+++ PASSAGE FOURNI

Au-delà de l’anecdote, et de l’aphorisme italien "Traduttore - traditore" (traducteur, traître), les cas bien réels et certains de traductions douteuses sont nombreux.
Premier président du Parlement européen (1952), Paul-Henri Spaak avait déclaré : "Les interprètes nous font dire ce qu’ils veulent". C’est précisément pour cette raison que l’explorateur norvégien Thor Heyerdhal avait fait cesser la traduction de son ouvrage sur l’expédition du Kon-Tiki en français. La première édition d’un document aussi essentiel que le Traité de Maastricht (253 pages) dut être détruite à cause de la traduction qui laissait à désirer.

Réveil tardif

Au moment où le Parlement européen est confronté aux problèmes de communication linguistique, et où il faut rester vigilant face à toute tentative de putsch linguistique de la Commission européenne de Bruxelles qui instaurerait la dictature de l’anglais comme langue unique politiquement correcte, la parution de cet ouvrage est particulièrement bienvenue. L’auteur y interpelle les milieux politiques (p. 253) : "Les pouvoirs publics de la plupart des grands pays d’Europe restaient étrangement sourds et aveugles devant un phénomène qui doit inévitablement apporter un jour la solution de leurs problèmes linguistiques. C’est seulement maintenant, à la 23e heure, qu’on commence à prendre conscience de cette réalité..."

Voilà qui donne matière à de bonnes questions alors que s’amorce en France la recherche du président qui lave plus blanc !

Vite et bien !

Dans un chapitre intitulé "L’apprentissage des langues : un ridicule épouvantail", l’auteur rappelle quelques principes utiles comme : "une langue doit s’apprendre vite et bien" ou "il faut apprendre la grammaire par la langue et non la langue par la grammaire". Ils sont d’ailleurs valables aussi pour une langue vivante considérée en 1924 comme "un chef d’oeuvre de logique et de simplicité" par 42 savants de l’Académie des Sciences, un avis repris ici sans guillemets pour sa grammaire. Quelle langue ?

"... devant un phénomène"

++++++
+++ ENTRÉES FOURNIES

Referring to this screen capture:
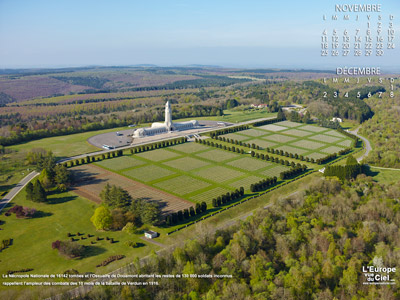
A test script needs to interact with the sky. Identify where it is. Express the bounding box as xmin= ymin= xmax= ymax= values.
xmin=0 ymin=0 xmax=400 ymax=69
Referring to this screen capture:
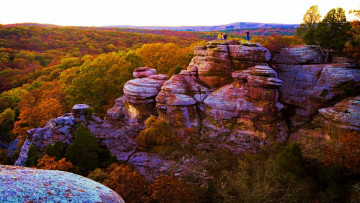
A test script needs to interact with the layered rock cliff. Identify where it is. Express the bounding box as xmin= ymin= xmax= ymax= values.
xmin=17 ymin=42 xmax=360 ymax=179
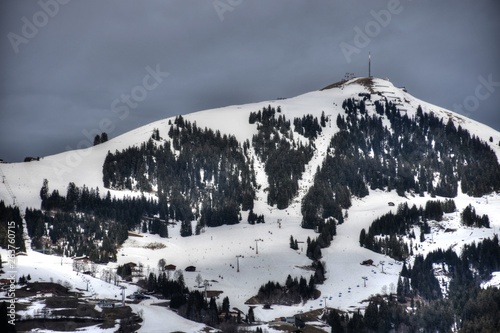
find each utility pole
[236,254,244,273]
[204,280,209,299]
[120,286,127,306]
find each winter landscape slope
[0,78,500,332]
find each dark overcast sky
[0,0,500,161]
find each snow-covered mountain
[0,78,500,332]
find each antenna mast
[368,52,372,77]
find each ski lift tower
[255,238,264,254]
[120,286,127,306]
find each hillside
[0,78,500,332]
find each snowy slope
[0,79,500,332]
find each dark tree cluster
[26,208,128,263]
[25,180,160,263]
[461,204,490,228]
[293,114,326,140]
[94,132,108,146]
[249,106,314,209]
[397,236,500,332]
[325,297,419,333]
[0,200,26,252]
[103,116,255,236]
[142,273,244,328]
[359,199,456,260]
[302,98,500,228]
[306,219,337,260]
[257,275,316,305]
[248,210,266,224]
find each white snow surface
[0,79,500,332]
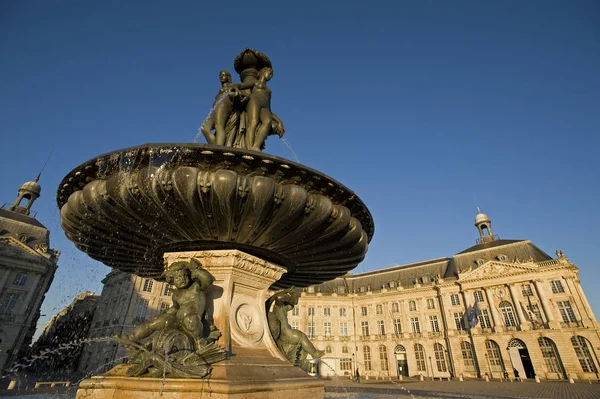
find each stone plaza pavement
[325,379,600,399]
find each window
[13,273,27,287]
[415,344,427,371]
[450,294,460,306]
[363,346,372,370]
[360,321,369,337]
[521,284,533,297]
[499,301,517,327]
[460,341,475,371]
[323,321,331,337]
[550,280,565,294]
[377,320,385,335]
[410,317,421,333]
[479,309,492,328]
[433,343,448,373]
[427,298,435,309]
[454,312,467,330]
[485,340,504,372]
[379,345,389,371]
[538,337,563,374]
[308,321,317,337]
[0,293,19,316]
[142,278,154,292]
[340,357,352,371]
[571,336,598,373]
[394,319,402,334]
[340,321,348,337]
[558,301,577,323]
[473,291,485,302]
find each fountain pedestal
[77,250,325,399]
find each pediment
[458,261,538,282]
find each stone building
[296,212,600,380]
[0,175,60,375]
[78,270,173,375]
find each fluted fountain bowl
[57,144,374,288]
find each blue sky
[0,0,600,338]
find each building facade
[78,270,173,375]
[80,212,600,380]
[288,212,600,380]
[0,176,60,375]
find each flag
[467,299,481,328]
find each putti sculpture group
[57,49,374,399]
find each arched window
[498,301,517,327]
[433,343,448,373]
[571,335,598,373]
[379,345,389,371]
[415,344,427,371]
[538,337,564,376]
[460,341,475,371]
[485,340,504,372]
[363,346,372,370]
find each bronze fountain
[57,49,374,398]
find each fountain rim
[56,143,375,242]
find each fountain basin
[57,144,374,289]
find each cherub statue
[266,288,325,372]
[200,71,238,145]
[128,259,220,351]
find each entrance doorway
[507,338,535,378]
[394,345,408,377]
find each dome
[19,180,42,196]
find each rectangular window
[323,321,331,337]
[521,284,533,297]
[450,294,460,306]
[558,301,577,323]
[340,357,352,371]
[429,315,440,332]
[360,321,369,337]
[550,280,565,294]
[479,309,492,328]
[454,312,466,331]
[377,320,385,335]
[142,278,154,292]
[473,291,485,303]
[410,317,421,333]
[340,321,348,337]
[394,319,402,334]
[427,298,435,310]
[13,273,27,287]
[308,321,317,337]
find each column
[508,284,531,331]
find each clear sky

++++++

**SÉRIE DE TÂCHES:**
a - Indiquez si chacune des affirmations suivantes concorde avec le passage fourni, en répondant par oui ou par non et en citant les mots décisifs du passage : (i) Paul-Henri Spaak a été le premier président du Parlement européen ; (ii) la première édition du Traité de Maastricht comptait 253 pages ; (iii) les 42 savants de l'Académie des Sciences ont donné leur avis en 1934.
b - Répondez aux questions suivantes à partir du passage fourni, une réponse par ligne :
(i) Quel explorateur a fait cesser la traduction de son ouvrage en français ?
(ii) Quel est le titre du chapitre cité par l'auteur ?
(iii) À quelle heure, selon l'auteur, commence-t-on à prendre conscience de cette réalité ?
Le matériel fourni n'a aucun rapport avec le passage.

**LISTE DES SOLUTIONS:**
a -
(i) Oui : « Premier président du Parlement européen (1952), Paul-Henri Spaak »
(ii) Oui : « Traité de Maastricht (253 pages) »
(iii) Non : « considérée en 1924 comme "un chef d’oeuvre de logique et de simplicité" par 42 savants de l’Académie des Sciences »

b -
(i) L'explorateur norvégien Thor Heyerdhal.
(ii) « L’apprentissage des langues : un ridicule épouvantail ».
(iii) À la 23e heure.